= The problem =
Please pull out the lines of the listing below unchanged, starting at the line that has "The query is: village house" and stopping after the line that has "[156,145,169,184]".

= Dataset rows =
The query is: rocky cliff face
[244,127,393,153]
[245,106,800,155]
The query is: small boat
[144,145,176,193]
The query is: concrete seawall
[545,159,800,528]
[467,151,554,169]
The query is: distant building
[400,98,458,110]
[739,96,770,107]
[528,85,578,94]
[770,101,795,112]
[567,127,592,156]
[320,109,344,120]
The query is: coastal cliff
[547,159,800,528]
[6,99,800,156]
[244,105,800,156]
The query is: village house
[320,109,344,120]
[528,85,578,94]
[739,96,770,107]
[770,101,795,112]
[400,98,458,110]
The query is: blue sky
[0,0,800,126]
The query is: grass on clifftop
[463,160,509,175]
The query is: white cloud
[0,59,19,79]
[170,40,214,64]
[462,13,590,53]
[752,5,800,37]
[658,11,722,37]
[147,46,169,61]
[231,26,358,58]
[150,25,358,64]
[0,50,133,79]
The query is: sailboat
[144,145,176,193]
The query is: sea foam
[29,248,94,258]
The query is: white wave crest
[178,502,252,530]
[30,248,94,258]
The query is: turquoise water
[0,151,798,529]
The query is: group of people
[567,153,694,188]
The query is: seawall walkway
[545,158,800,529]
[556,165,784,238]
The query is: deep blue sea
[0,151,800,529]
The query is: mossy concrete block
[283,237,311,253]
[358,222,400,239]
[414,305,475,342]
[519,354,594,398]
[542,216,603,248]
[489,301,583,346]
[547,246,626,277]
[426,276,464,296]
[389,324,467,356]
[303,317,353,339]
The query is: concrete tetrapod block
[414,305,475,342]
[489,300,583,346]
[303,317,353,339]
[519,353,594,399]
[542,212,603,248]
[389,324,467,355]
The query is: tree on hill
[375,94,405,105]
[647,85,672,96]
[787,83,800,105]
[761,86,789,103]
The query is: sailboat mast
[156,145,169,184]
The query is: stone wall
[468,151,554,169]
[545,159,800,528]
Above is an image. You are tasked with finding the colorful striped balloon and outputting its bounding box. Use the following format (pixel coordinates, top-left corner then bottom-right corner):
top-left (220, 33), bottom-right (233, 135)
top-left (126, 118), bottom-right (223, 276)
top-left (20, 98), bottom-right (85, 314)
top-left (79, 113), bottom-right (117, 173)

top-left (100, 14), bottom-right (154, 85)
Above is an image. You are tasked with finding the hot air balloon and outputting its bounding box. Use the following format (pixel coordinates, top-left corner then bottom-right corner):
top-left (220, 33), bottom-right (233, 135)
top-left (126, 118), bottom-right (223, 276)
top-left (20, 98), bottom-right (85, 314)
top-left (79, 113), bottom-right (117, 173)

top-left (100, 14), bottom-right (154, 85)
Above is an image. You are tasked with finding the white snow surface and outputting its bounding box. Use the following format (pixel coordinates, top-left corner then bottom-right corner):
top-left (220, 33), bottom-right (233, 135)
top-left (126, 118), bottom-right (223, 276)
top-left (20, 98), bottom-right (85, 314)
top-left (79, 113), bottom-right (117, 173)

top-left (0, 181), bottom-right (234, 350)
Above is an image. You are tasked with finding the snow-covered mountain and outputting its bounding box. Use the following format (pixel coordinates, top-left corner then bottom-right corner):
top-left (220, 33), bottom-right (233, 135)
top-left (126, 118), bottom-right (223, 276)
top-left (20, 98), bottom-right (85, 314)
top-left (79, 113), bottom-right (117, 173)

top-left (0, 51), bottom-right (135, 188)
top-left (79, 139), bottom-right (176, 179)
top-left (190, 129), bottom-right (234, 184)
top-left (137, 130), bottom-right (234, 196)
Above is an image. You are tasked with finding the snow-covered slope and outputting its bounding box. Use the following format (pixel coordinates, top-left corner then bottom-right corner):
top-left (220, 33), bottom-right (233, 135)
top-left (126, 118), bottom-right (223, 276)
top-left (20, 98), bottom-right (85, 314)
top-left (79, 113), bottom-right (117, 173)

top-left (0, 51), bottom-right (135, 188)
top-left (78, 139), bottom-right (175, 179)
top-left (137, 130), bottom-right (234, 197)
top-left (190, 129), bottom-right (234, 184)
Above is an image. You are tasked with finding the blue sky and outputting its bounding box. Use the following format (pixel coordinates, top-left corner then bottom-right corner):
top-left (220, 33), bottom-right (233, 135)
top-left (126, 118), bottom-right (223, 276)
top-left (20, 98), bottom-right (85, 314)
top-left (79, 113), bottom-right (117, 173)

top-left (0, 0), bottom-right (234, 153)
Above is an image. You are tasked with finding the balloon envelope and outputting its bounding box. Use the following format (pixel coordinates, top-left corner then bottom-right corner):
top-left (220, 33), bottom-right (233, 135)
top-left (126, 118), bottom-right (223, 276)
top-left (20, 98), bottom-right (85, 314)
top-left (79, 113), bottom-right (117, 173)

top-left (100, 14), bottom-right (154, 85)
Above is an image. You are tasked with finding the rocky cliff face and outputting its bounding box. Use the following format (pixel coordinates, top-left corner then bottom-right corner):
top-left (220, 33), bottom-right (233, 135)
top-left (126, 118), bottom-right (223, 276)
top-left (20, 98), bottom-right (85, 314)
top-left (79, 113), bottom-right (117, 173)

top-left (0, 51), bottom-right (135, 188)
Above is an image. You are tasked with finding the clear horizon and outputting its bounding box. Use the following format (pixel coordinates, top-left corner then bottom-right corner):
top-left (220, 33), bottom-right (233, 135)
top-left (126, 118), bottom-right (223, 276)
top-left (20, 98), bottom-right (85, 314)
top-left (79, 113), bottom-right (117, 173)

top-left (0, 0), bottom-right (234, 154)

= Response =
The query is: village house
[320,109,344,120]
[528,85,578,94]
[739,96,770,107]
[770,101,795,112]
[400,98,458,110]
The query is: blue sky
[0,0,800,126]
The query is: grass on clifftop
[463,160,509,175]
The query is: white cloud
[0,59,19,79]
[170,40,214,64]
[462,13,590,53]
[752,5,800,37]
[658,11,722,37]
[147,46,169,61]
[231,26,358,58]
[150,25,358,64]
[0,50,133,79]
The query is: sailboat
[144,145,176,193]
The query is: sea foam
[29,248,94,258]
The query is: white wave crest
[178,502,252,530]
[30,248,94,258]
The query is: turquoise water
[0,151,798,529]
The query is: group of people
[567,153,694,188]
The query is: seawall walkway
[545,158,800,529]
[556,165,784,238]
The query is: deep blue sea
[0,151,800,529]
The query is: mossy concrete block
[283,237,311,253]
[358,222,400,239]
[414,305,475,342]
[519,354,594,398]
[542,216,603,248]
[489,301,583,346]
[547,246,626,277]
[426,276,464,296]
[389,324,467,356]
[303,317,353,339]
The query is: concrete tetrapod block
[414,305,475,342]
[489,300,583,346]
[303,317,353,339]
[519,353,594,399]
[542,212,603,248]
[389,324,467,355]
The query is: tree on hill
[375,94,405,105]
[647,85,672,96]
[787,83,800,105]
[761,86,789,103]
The query is: sailboat mast
[156,145,169,184]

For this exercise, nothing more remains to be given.